— Work instruction —
Lines with the word "below" in them are the ones to copy from the records.

— Given data —
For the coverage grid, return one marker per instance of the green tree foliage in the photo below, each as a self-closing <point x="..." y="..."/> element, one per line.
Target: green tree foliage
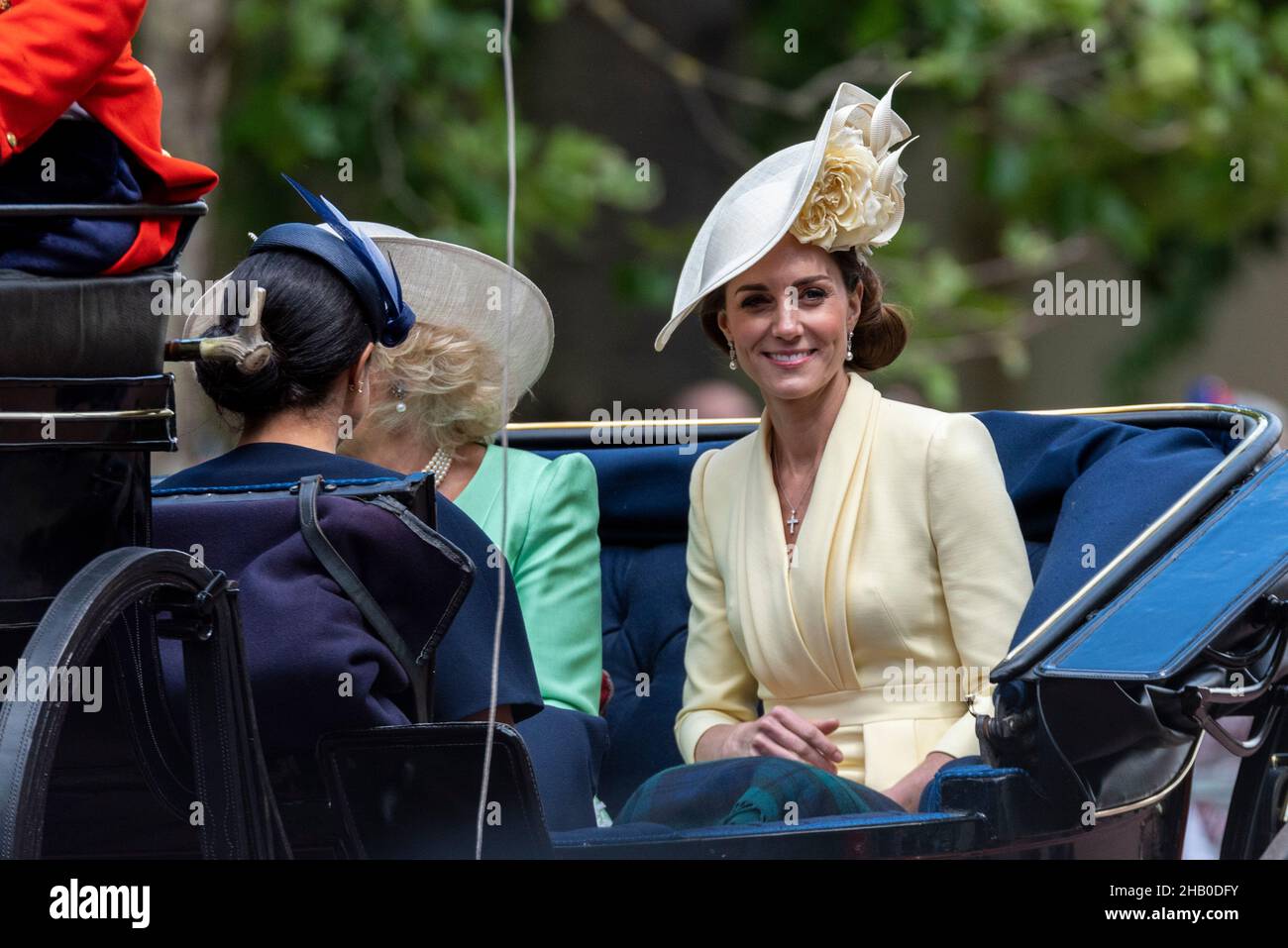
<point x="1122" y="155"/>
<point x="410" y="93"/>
...
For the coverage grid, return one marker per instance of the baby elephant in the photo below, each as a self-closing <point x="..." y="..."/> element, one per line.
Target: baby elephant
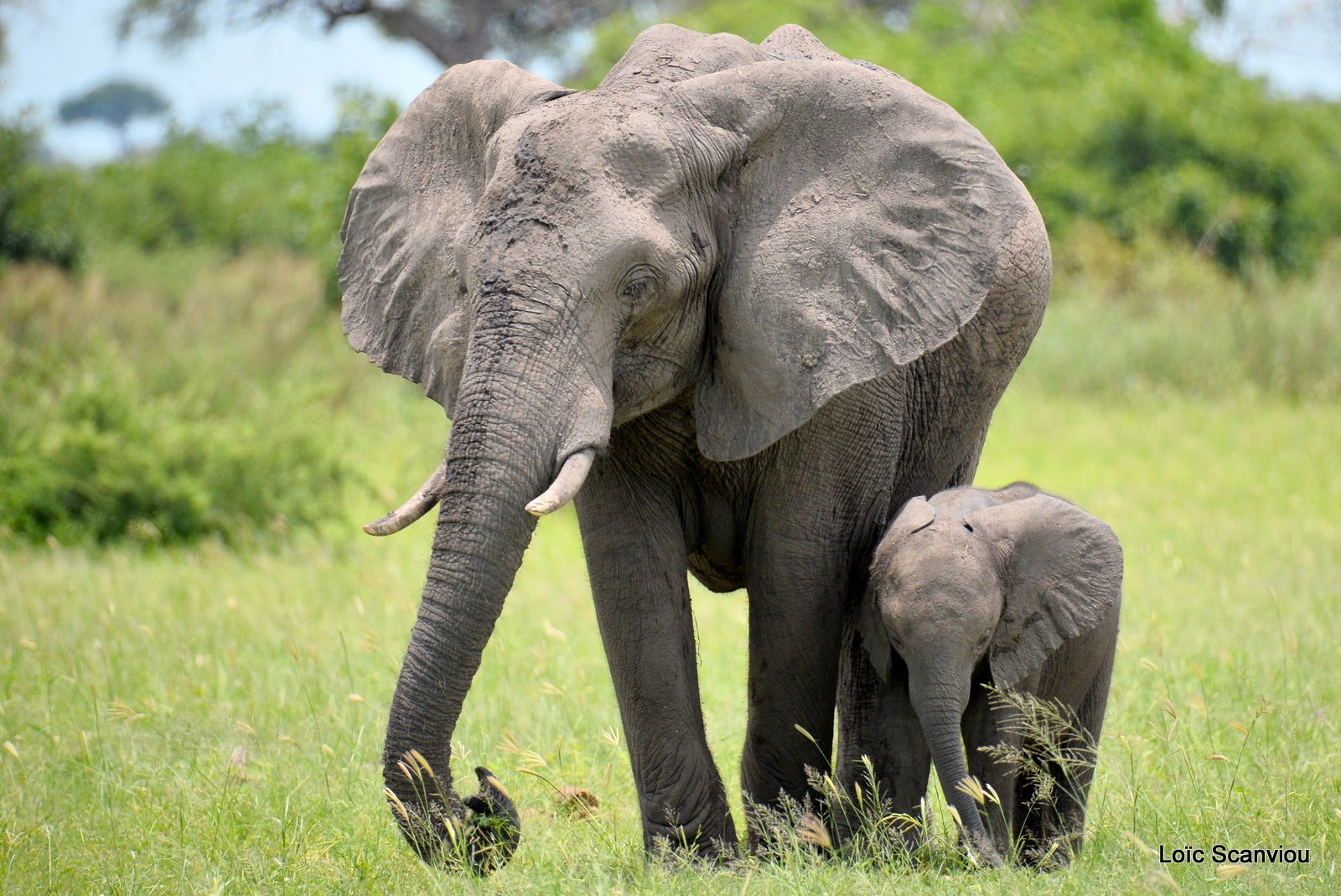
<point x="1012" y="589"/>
...
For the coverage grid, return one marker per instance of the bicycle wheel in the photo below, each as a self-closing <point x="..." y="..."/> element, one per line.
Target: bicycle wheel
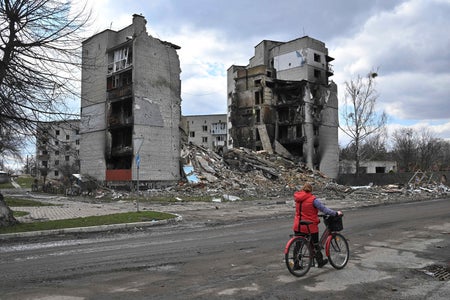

— Written response —
For the coverage grid, return one marker per instance of the green tree foliage in the photo below, each as a self-closing <point x="..." y="..."/> element, one per line.
For the coverage grid, return one marker per instance of the baby elephant in the photo below, each as a self-closing <point x="..." y="..."/> element, one per line.
For the coverage grid, return one marker per instance of the bicycle wheel in the photo below, each as a self-closing <point x="..." y="..."/> element, one per line.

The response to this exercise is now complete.